▶ Instruction:
Only the lines from the one containing "woman in cream" to the end of the records belong in the output; print them exactly.
************
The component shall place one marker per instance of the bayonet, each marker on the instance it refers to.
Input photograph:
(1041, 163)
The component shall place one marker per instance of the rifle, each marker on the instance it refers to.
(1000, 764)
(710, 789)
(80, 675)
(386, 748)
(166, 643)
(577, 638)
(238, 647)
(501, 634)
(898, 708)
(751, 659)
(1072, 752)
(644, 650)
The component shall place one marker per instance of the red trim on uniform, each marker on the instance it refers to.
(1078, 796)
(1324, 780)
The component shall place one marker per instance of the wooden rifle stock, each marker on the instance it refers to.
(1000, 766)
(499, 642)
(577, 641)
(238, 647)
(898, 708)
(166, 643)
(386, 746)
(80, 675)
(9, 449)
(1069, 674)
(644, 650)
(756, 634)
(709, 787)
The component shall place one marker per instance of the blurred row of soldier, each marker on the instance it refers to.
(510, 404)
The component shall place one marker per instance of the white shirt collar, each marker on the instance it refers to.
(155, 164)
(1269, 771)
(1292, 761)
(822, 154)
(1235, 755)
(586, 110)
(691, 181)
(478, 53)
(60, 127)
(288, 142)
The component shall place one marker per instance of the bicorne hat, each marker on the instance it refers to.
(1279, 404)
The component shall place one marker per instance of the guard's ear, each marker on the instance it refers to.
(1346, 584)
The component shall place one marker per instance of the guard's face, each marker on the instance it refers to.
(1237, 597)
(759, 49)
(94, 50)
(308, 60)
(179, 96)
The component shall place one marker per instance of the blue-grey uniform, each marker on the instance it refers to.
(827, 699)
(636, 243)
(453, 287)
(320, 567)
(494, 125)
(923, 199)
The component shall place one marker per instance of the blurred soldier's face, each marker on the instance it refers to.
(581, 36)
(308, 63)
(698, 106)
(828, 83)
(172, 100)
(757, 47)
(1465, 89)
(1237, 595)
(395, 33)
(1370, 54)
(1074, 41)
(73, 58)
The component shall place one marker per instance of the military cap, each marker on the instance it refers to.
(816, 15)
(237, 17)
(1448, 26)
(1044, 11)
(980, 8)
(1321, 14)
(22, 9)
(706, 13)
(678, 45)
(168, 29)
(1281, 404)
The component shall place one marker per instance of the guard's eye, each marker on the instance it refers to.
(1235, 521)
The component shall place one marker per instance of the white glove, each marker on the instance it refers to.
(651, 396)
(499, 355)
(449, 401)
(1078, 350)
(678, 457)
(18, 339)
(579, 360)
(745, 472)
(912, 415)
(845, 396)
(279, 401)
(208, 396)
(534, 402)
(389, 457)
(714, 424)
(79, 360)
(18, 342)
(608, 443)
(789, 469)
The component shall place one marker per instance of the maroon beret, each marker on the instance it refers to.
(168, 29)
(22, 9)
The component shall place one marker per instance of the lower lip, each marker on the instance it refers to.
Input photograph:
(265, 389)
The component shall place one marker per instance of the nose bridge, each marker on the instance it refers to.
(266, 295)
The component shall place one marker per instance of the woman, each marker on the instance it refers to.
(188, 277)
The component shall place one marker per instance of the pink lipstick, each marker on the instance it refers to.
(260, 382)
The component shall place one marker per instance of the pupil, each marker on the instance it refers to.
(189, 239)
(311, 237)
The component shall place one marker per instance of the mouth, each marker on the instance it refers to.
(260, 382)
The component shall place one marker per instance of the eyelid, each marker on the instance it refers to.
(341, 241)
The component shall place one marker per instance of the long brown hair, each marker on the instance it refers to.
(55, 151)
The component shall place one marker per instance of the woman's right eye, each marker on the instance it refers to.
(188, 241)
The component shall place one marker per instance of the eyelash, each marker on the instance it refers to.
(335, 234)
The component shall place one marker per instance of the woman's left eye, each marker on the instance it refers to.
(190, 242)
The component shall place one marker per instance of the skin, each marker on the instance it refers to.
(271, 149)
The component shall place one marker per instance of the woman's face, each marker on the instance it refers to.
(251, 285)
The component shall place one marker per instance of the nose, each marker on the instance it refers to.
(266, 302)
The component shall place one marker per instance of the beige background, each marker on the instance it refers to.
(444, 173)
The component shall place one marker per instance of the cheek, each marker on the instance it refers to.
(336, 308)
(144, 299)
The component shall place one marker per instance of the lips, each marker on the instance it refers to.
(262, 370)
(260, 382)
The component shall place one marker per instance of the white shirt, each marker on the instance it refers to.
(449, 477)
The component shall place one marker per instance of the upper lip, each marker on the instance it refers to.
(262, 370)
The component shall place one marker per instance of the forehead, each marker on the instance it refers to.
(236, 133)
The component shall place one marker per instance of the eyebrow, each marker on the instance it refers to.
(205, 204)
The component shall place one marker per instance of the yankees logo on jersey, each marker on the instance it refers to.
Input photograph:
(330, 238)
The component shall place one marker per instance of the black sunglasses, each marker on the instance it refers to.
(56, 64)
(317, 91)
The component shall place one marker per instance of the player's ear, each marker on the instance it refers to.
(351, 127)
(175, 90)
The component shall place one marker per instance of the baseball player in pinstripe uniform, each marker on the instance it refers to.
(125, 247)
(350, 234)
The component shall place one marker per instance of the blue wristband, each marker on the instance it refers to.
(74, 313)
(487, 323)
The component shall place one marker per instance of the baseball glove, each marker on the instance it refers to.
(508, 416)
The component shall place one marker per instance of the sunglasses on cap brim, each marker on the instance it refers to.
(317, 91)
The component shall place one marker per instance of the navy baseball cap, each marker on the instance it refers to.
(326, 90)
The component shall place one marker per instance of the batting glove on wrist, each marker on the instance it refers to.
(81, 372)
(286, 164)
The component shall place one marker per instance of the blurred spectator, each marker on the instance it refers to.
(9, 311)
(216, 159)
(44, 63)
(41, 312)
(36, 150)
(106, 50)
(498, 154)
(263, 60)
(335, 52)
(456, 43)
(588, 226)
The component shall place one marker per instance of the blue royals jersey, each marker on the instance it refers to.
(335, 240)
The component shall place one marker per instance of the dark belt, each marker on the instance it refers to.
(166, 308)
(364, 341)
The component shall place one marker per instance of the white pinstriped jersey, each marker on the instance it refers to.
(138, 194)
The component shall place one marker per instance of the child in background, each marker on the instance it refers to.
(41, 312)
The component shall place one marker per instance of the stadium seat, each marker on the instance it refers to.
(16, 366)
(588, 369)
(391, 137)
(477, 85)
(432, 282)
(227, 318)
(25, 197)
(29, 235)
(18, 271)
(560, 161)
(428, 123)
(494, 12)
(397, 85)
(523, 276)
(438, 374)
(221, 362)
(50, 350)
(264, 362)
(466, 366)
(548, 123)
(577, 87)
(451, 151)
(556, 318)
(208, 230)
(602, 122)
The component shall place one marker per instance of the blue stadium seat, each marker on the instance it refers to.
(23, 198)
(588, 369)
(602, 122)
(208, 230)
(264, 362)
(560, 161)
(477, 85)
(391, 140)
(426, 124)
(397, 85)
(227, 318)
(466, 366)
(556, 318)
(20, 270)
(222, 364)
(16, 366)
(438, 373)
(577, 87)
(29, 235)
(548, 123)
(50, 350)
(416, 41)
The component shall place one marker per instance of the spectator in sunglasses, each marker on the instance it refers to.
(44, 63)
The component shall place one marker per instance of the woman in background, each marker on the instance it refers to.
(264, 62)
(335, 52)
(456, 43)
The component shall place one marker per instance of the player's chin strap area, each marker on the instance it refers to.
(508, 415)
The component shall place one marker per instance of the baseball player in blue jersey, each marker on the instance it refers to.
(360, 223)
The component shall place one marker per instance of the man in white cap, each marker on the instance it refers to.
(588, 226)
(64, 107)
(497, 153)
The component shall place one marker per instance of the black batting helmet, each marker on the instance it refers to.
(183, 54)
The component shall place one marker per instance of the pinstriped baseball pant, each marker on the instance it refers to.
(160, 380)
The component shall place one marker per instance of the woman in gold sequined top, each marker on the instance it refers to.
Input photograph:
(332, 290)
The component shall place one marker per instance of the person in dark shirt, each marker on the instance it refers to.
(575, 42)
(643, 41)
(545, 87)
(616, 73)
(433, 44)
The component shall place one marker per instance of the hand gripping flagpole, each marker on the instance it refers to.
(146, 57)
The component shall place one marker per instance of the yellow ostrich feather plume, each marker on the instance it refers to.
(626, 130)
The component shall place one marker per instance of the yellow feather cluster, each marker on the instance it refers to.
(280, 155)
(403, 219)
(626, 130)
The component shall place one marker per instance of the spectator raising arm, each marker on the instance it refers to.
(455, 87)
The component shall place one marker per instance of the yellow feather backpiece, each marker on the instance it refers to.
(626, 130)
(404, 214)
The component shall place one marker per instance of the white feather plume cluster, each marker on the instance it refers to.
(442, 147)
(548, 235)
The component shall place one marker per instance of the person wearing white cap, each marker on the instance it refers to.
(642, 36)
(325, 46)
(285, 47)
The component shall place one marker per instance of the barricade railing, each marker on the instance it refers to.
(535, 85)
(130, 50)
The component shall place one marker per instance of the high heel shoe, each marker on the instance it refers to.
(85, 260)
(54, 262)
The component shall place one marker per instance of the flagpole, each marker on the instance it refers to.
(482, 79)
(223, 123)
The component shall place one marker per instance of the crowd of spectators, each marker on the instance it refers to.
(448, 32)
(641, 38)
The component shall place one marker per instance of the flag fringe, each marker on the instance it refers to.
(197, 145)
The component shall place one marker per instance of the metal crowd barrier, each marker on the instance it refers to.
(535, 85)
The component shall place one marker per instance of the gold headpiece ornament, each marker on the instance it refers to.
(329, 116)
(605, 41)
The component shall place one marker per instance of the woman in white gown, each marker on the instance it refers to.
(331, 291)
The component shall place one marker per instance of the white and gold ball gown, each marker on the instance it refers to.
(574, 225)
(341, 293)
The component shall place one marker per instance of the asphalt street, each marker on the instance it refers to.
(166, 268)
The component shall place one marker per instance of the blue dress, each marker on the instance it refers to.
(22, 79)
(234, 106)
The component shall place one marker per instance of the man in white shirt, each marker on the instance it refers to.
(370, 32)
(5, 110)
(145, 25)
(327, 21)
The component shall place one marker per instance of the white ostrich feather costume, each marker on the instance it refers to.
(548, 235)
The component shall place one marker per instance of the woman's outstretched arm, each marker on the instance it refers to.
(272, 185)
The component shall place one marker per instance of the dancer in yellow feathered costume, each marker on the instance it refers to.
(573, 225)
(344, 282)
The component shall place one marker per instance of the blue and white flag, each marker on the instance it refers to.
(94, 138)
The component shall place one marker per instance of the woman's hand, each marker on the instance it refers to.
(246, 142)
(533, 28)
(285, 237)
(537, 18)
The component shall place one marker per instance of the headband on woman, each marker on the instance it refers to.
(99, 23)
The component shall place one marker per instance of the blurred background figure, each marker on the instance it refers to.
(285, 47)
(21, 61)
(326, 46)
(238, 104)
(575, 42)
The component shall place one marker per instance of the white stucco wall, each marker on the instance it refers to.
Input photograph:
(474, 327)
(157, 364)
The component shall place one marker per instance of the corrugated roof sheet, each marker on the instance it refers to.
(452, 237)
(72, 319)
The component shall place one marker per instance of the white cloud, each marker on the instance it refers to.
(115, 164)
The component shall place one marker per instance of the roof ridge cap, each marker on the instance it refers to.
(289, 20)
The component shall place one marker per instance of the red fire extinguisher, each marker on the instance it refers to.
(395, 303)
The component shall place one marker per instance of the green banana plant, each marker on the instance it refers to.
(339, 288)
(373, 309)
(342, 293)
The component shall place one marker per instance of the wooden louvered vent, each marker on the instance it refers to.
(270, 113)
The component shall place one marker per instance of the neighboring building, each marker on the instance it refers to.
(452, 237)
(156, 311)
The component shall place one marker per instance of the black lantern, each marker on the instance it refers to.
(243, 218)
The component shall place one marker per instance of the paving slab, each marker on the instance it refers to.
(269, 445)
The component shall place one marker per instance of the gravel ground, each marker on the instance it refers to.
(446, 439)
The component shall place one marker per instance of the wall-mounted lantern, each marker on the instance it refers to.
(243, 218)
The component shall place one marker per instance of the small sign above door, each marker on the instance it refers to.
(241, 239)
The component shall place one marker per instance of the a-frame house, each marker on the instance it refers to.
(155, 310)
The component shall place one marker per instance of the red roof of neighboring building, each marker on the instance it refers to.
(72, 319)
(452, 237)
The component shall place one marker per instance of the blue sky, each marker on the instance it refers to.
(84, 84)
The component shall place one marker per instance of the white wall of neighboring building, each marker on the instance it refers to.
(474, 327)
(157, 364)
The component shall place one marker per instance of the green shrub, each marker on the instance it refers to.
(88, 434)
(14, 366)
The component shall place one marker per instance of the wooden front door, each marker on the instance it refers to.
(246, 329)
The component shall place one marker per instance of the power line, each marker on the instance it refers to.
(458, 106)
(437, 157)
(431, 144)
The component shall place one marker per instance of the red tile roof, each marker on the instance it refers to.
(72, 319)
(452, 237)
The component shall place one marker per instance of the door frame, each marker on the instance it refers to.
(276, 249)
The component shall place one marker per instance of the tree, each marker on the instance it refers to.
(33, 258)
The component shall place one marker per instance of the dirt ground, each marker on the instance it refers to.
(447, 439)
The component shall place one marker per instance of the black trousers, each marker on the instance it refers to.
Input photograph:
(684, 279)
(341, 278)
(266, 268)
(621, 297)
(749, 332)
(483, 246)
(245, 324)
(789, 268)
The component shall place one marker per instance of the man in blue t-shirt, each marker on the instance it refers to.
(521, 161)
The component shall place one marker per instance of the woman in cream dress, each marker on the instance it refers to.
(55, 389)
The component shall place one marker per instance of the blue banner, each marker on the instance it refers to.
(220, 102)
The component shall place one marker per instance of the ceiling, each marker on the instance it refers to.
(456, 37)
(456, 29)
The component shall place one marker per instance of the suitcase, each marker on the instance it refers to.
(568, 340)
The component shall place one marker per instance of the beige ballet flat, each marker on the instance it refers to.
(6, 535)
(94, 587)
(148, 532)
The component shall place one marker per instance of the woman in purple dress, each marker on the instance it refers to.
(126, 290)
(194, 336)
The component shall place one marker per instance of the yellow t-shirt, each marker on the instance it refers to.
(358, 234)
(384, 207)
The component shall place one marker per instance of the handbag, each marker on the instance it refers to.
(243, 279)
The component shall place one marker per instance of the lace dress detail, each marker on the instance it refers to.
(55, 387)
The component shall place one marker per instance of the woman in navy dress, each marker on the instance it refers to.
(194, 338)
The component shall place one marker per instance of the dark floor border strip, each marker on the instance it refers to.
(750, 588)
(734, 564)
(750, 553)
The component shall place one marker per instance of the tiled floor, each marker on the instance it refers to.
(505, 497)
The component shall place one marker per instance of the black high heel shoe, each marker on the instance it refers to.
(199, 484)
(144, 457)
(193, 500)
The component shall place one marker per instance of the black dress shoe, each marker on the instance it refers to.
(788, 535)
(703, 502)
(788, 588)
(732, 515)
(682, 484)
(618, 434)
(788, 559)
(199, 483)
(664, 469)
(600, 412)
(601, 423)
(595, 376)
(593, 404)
************
▶ In response:
The component shall place one marker per instance of the woman in cream dress, each marker on the instance it refers to.
(55, 389)
The component shall place one marker per instance of the blue banner, each marker on the instance it refers to.
(220, 102)
The component shall place one marker per instance of the ceiling, each marker on the instance it refers to.
(456, 37)
(456, 29)
The component shall place one marker per instance of the suitcase, each marker on the instance it refers to.
(568, 340)
The component shall place one marker per instance of the beige ballet flat, each marker on the instance it refers to.
(6, 535)
(94, 587)
(148, 532)
The component shall place one marker per instance of the woman in purple dress, each marker on the instance it refers to.
(126, 290)
(194, 336)
The component shall place one marker per instance of the yellow t-shirt, each marker on the instance it refers to.
(358, 234)
(384, 207)
The component shall place one marker per instance of the handbag, each marker on the instance it refers to.
(243, 279)
The component shall place one marker per instance of the lace dress detail, each marker on the instance it refers to.
(55, 387)
The component shall place one marker per instance of the woman in navy dress, each marker on the instance it refers to.
(194, 338)
The component shall place one marker per instance of the dark floor border strip, each marker on the instance it refers to.
(750, 588)
(734, 564)
(750, 553)
The component shall place one marker per instance of the tiled floor, each marker on the instance it refers to.
(505, 497)
The component shall place one marker per instance of the black high heel shoe, each marker on the instance it refers to.
(199, 484)
(144, 457)
(193, 500)
The component shall place one marker per instance of the black dress shoe, each marker on the instance it refers to.
(788, 535)
(703, 502)
(788, 588)
(732, 515)
(682, 484)
(618, 434)
(788, 559)
(199, 483)
(664, 469)
(600, 412)
(601, 423)
(595, 376)
(593, 404)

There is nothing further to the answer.